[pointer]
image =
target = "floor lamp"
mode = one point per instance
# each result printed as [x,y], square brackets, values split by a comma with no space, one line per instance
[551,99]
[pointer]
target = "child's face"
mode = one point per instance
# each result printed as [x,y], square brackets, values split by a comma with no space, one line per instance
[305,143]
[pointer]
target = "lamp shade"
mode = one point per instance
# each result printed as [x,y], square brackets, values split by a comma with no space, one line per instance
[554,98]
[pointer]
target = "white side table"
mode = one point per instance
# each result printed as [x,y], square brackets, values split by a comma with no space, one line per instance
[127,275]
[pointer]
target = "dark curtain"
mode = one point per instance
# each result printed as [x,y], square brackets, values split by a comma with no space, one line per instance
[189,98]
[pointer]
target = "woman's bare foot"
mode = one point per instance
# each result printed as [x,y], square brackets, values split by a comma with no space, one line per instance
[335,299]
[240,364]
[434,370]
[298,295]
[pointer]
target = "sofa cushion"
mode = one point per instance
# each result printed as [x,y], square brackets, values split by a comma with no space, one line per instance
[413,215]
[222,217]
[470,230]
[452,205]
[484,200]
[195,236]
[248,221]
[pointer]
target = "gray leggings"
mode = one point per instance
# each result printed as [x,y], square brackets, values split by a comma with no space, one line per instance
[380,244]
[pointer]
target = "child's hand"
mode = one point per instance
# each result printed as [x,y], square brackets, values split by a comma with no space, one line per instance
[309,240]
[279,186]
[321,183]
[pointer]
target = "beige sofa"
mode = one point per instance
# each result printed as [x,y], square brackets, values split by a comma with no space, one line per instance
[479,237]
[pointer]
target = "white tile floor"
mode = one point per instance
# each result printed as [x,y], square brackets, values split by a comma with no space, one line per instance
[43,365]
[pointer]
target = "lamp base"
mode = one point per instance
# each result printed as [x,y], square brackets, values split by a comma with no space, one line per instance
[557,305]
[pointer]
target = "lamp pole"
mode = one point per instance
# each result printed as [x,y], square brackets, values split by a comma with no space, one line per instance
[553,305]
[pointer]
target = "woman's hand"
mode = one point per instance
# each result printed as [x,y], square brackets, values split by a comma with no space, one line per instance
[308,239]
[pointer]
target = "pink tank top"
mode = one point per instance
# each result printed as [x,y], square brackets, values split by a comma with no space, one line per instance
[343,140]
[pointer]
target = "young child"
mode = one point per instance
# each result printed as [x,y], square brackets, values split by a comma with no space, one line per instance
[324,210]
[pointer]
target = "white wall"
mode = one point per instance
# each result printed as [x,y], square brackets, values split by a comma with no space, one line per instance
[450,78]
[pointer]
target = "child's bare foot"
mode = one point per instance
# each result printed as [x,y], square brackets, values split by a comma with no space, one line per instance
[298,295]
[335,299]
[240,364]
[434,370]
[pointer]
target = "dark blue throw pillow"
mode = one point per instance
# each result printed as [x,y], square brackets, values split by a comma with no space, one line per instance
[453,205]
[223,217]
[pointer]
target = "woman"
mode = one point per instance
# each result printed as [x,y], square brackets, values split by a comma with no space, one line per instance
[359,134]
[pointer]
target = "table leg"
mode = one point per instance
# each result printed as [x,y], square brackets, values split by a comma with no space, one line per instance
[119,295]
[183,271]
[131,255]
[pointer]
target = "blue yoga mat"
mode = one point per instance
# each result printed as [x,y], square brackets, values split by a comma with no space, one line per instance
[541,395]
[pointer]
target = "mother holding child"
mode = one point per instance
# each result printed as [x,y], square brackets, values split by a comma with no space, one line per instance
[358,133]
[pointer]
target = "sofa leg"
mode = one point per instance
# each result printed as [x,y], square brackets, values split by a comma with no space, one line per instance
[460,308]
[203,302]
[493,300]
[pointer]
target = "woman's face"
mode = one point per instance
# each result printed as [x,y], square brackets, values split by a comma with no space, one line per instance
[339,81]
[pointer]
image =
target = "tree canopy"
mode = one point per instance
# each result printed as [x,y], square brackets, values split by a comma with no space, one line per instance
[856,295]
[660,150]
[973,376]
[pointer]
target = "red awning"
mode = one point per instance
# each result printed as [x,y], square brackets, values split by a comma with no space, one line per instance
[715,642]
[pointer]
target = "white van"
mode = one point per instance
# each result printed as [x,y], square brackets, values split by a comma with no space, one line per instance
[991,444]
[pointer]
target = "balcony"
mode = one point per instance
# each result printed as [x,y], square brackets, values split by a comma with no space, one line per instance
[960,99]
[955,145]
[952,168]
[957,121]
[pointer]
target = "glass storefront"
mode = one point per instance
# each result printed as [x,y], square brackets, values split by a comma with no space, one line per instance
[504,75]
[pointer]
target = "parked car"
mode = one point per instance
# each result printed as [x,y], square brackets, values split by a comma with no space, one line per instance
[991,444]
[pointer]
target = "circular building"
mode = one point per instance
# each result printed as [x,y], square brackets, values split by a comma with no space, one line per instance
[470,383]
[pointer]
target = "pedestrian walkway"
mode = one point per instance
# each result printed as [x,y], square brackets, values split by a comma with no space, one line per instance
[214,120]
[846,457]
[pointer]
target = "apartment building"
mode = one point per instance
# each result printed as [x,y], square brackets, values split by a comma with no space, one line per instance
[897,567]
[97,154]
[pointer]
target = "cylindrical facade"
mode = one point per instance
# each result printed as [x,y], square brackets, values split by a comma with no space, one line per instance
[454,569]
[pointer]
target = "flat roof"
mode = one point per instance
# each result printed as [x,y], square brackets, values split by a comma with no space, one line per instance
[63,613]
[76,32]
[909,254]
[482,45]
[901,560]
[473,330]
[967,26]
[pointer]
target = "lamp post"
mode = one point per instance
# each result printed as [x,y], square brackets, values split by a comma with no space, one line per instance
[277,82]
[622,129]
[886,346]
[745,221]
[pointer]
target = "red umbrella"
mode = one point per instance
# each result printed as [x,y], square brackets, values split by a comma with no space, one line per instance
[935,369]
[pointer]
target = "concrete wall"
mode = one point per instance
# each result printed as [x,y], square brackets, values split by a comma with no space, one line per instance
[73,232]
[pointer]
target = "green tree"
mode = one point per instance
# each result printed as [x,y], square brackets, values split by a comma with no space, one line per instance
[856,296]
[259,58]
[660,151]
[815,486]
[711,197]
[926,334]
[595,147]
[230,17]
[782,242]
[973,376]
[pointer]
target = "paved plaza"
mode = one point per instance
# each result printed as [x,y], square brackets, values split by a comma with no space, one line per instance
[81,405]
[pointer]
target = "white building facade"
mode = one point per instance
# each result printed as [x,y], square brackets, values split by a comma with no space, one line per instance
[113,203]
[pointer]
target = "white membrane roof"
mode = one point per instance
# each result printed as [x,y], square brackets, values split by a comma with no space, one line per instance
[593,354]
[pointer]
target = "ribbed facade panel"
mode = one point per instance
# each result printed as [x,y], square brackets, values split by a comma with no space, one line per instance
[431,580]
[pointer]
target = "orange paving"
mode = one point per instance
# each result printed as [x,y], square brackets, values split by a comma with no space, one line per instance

## The problem
Reproduce all data above, unchanged.

## The output
[pointer]
image =
target = "floor lamp"
mode = one point per instance
# each result printed as [x,y], square brackets, values split by a comma with no space, one line per instance
[551,99]
[pointer]
target = "child's face"
mode = one point per instance
# each result printed as [x,y], square brackets, values split by a comma with no space, one line per instance
[305,143]
[pointer]
target = "lamp shade"
mode = one point per instance
# each result printed as [x,y], square brackets, values split by a comma with no space, one line per instance
[554,98]
[pointer]
target = "white side table"
mode = one point per instance
# each result printed as [x,y], square brackets, values split by a comma with no space, one line per instance
[127,275]
[pointer]
target = "dark curtain"
mode = one point per instance
# each result printed as [x,y], square brackets, values split by a comma with no space, one line per instance
[189,98]
[pointer]
target = "woman's bare foot"
mode = one point per instance
# each result printed as [x,y], square brackets, values split by a comma with no space, one line per instance
[335,299]
[240,364]
[434,370]
[298,295]
[pointer]
target = "sofa cushion"
mode = one point per instance
# each result printed as [x,y], square brackets, values split by a comma with no space, one line per instance
[413,215]
[222,217]
[470,230]
[452,205]
[484,200]
[195,236]
[248,221]
[pointer]
target = "gray leggings"
mode = one point per instance
# each result printed as [x,y], square brackets, values split by a comma with no space, one line per instance
[380,244]
[pointer]
target = "child's hand"
mode = one point per instance
# each result printed as [x,y], square brackets, values split by a comma with no space, one line per instance
[309,240]
[279,186]
[321,183]
[pointer]
target = "beige sofa"
mode = one point per instance
# each result printed as [x,y], square brackets, values split by a comma with no space, one line per instance
[479,237]
[pointer]
target = "white tile floor"
mode = one point per instance
# each result printed as [x,y], square brackets, values split by a comma with no space, one line per instance
[43,365]
[pointer]
target = "lamp base"
mode = one point per instance
# each result printed as [x,y], square brackets, values split by a comma with no space, one line per instance
[557,305]
[pointer]
target = "lamp pole"
mode = one point per instance
# each result printed as [x,y], square brackets, values split by a comma with no space, one line per instance
[553,305]
[pointer]
target = "woman's hand"
mode = one point per instance
# each result printed as [x,y], square brackets, values split by a comma with no space, one line per instance
[308,239]
[pointer]
target = "pink tank top"
mode = one point per instance
# each result printed as [x,y], square brackets, values split by a comma with no space, one line per instance
[343,140]
[pointer]
target = "young child"
mode = one point per instance
# each result printed as [x,y], square brackets, values split by a comma with no space, one line per instance
[324,210]
[pointer]
target = "white wall"
mode = one point per instance
# each result printed as [x,y], square brackets, values split by a comma with no space, one line per instance
[450,78]
[pointer]
target = "child's bare foot"
mode = one point per instance
# each result printed as [x,y], square brackets, values split by a comma with no space, one line per instance
[298,295]
[335,299]
[240,364]
[434,370]
[pointer]
target = "dark blue throw pillow"
mode = one point per instance
# each result printed as [x,y], square brackets, values split by a comma with no space, one line per instance
[453,205]
[223,217]
[pointer]
target = "woman"
mode = one point per instance
# each result printed as [x,y], square brackets, values split by a comma with no space, one line per instance
[359,134]
[pointer]
target = "table leg"
mode = one point per instance
# each result printed as [x,y], square brackets, values split by a comma with no space, one line per instance
[119,295]
[183,271]
[131,255]
[pointer]
target = "blue yoga mat"
mode = one point per instance
# each result printed as [x,y], square brackets, values split by a comma with no space, one line per instance
[541,395]
[pointer]
target = "mother holding child"
mode = one point per instance
# each result printed as [x,y], square brackets, values split by a comma with no space, one line per instance
[358,133]
[pointer]
target = "sofa leg"
mode = one point per instance
# each result printed as [x,y], square brackets, values split by a comma with no space, one line per instance
[460,308]
[203,302]
[493,300]
[pointer]
target = "woman's face"
mode = one point per instance
# each result printed as [x,y], square brackets, values split by a comma with no space, one line per instance
[339,81]
[pointer]
image =
target = "tree canopy"
mode = one point per instance
# each result printed as [x,y], square brackets, values split by a comma with no space, one line per instance
[856,295]
[660,150]
[973,376]
[pointer]
target = "red awning"
mode = one point per instance
# each result printed as [x,y], square brackets, values split by a comma with no space, one line per instance
[715,642]
[pointer]
target = "white van"
mode = one point per instance
# each result printed as [x,y], square brackets, values split by a comma with no space, one line per instance
[991,444]
[pointer]
target = "balcony"
mode = one point per instance
# each result printed as [x,y], square brackets, values split by a comma with no space, one line per instance
[960,99]
[955,145]
[952,168]
[957,121]
[pointer]
target = "glass storefront"
mode = one point per instance
# each result printed as [x,y], square brackets, values split by a comma with no space, one line per instance
[504,75]
[pointer]
target = "parked car"
mode = one point per instance
# each result printed as [x,y], square brackets, values split by a comma with no space, one line per instance
[991,444]
[pointer]
target = "circular building"
mode = one point per instance
# each result printed as [x,y], square brackets, values split by a comma with no space, one line per instance
[470,383]
[pointer]
target = "pedestrian walkway"
mode = one point per instance
# each result printed as [x,y], square brackets, values split by a comma with no space, one line per instance
[214,120]
[846,457]
[pointer]
target = "apartment building"
mode = one point per instance
# each result printed as [x,y], square brackets, values split by a comma with no space, one line per instance
[897,567]
[97,154]
[pointer]
target = "cylindrical facade"
mode = one point per instance
# each result printed as [x,y], square brackets, values split by a comma with no space, one line per instance
[454,569]
[pointer]
target = "flat roof"
mode = one point per instance
# each result printed as [x,y], square brackets, values split by a comma with no space, one line per instance
[63,613]
[76,32]
[909,254]
[482,45]
[901,560]
[473,330]
[967,26]
[pointer]
target = "lamp post"
mode = one point per instance
# each result printed as [x,y], square brackets, values split by a comma with no space, one line per instance
[277,82]
[622,129]
[886,346]
[745,221]
[pointer]
target = "red umbrella"
mode = one point per instance
# each result printed as [x,y], square brackets, values split by a comma with no space, one line per instance
[935,369]
[pointer]
target = "concrete wall"
mode = one point per instance
# each result printed as [x,y], square brackets, values split by a comma with no space, one line per instance
[73,232]
[pointer]
target = "green tree"
mode = one point per instance
# each result printed as [x,y], square brackets, values split by a comma with no space, one line per instance
[856,296]
[259,58]
[660,151]
[815,486]
[711,197]
[926,334]
[595,147]
[230,17]
[782,242]
[973,376]
[pointer]
target = "paved plaza"
mode = one point per instance
# each result printed as [x,y], square brackets, values split by a comma with no space, one line per instance
[81,405]
[pointer]
target = "white building facade"
mode = one point per instance
# each result printed as [x,y], square brackets, values split by a comma with no space, one line per instance
[113,203]
[pointer]
target = "white membrane roof"
mode = one point per instance
# each result printed as [x,y], square brackets, values split by a comma with no space, one line per instance
[593,354]
[pointer]
target = "ribbed facade panel"
mode = one point per instance
# each result printed as [x,y], square brackets, values split by a comma with no space, one line per instance
[431,580]
[pointer]
target = "orange paving"
mode = one point per instance
# each result printed as [x,y], square brackets, values split by a comma with no space, one line per instance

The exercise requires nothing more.